Start of Data
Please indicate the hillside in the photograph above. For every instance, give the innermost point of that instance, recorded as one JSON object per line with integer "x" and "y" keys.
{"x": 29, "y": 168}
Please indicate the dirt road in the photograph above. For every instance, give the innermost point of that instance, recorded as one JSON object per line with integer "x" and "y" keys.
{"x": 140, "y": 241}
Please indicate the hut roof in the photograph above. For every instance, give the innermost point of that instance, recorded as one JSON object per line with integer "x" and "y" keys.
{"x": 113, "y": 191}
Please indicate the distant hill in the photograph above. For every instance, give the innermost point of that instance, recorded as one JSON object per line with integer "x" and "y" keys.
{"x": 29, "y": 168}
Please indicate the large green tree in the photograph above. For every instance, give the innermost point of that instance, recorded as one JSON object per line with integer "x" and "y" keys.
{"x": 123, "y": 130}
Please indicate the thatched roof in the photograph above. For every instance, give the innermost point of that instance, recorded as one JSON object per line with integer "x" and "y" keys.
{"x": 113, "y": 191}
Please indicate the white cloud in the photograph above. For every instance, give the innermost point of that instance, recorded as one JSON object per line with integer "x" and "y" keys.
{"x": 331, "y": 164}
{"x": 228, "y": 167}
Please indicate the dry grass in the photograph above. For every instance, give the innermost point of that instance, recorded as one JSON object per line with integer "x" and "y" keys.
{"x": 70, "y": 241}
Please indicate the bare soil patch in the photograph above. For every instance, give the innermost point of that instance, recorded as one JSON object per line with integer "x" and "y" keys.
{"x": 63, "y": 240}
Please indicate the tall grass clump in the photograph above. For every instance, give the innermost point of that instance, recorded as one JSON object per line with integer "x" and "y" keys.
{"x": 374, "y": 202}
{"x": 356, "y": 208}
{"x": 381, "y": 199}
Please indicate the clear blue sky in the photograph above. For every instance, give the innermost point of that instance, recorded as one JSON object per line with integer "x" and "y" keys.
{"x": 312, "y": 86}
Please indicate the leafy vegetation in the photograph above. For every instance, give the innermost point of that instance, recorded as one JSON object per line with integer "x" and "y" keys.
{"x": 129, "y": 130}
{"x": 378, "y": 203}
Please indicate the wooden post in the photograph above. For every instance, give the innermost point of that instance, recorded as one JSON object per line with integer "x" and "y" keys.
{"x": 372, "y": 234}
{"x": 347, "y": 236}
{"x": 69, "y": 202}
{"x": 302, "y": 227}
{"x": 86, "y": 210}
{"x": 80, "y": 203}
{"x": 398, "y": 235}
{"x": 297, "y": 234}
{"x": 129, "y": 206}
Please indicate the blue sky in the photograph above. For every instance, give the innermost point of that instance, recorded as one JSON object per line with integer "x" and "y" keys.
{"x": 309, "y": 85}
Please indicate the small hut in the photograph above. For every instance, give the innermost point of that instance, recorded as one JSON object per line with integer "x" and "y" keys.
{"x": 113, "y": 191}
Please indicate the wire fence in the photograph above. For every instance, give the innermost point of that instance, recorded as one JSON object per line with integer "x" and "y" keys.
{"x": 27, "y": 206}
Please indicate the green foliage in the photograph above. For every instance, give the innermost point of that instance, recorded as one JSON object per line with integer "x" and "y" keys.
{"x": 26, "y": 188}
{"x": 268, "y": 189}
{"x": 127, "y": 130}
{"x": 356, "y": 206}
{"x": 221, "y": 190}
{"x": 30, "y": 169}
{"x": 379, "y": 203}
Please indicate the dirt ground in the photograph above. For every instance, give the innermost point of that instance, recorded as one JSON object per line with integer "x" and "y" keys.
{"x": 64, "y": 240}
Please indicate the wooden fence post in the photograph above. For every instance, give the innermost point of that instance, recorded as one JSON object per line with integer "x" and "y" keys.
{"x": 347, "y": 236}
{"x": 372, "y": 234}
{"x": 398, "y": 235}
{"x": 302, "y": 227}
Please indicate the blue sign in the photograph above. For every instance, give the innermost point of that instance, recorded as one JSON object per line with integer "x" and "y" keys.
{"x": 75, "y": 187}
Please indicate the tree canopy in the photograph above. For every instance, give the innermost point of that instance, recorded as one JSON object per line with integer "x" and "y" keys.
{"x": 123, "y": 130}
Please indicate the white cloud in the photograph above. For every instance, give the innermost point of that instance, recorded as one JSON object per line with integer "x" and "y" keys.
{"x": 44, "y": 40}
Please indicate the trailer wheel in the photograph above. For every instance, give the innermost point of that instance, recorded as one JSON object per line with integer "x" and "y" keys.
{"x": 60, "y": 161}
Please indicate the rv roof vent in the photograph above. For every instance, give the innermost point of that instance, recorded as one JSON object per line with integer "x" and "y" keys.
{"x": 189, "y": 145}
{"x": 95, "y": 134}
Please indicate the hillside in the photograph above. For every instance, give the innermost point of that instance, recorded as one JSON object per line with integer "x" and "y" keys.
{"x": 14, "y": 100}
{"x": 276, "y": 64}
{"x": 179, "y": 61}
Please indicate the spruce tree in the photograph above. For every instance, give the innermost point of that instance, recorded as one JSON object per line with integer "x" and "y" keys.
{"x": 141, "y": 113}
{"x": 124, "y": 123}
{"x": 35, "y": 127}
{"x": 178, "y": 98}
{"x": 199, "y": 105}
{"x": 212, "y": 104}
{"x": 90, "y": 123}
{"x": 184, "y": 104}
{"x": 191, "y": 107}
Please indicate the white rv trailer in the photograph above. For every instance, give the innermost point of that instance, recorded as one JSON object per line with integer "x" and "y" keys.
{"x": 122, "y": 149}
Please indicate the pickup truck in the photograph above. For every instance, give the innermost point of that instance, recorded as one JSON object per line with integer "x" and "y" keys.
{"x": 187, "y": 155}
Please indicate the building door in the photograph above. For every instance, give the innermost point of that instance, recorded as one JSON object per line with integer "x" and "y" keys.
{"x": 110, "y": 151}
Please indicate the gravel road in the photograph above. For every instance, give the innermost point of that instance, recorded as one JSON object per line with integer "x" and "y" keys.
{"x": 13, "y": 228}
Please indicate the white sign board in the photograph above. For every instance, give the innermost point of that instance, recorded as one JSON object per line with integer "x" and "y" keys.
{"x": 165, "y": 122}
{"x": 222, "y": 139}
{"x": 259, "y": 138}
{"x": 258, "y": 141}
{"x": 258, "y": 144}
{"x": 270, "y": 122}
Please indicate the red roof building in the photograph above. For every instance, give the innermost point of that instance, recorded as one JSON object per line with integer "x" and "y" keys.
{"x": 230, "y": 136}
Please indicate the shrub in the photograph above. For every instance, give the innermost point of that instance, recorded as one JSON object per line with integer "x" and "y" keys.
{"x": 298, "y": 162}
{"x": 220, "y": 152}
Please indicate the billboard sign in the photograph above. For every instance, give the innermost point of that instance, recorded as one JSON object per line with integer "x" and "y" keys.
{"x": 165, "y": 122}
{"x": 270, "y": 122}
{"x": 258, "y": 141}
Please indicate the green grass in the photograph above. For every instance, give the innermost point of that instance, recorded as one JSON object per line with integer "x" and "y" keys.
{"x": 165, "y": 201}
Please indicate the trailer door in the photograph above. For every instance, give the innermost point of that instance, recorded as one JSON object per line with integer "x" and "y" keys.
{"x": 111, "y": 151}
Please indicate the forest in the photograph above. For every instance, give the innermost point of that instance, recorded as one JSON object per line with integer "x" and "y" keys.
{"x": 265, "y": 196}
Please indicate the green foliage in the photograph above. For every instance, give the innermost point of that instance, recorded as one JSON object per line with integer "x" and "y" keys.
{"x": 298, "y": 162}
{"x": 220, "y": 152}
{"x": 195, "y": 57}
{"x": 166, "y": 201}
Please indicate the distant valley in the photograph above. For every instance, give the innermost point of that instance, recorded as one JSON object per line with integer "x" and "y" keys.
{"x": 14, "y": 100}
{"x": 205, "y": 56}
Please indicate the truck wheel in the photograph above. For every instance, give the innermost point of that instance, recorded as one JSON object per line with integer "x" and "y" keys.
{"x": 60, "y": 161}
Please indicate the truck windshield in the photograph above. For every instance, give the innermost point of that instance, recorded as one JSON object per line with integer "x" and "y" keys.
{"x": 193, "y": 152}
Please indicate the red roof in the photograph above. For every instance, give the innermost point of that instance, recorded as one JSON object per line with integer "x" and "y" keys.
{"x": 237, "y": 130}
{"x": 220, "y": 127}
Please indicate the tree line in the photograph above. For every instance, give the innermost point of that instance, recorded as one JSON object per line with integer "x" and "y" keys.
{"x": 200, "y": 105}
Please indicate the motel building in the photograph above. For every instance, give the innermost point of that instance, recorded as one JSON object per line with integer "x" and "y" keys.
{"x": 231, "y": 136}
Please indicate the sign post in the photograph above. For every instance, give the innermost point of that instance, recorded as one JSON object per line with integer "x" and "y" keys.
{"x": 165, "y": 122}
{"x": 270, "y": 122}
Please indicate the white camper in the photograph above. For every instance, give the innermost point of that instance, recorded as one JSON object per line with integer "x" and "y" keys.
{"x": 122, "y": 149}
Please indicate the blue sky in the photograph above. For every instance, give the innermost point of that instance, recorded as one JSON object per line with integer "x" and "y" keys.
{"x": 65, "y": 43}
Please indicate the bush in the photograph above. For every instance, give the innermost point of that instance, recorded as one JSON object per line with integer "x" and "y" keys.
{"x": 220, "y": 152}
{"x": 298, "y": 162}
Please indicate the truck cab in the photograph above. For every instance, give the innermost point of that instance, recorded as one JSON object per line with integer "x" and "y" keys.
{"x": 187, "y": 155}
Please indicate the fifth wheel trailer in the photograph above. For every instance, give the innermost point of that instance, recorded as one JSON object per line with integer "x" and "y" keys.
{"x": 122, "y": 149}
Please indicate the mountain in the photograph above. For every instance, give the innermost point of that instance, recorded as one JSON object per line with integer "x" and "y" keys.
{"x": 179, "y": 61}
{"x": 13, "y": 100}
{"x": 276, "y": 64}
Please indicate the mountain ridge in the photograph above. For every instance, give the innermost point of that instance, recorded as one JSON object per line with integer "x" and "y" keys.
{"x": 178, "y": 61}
End of Data
Exercise instructions: Starting at the line with "Please indicate the fifth", retype each line through the final one in the data above, unchanged and with nothing added.

Problem solution:
Please indicate the fifth wheel trailer in the photograph above. For every instance, give the innermost point of that instance, recorded as one JSON object per line with integer "x" and "y" keys.
{"x": 122, "y": 149}
Please indicate the mountain in the photograph above. For every instance, give the innermost point of that instance, recorded as one JSON object per line with integer "x" and "y" keys.
{"x": 179, "y": 61}
{"x": 13, "y": 100}
{"x": 276, "y": 64}
Please indicate the mountain ridge in the photograph above. For every instance, give the innermost point of that instance, recorded as one JSON object per line with integer "x" and "y" keys.
{"x": 178, "y": 61}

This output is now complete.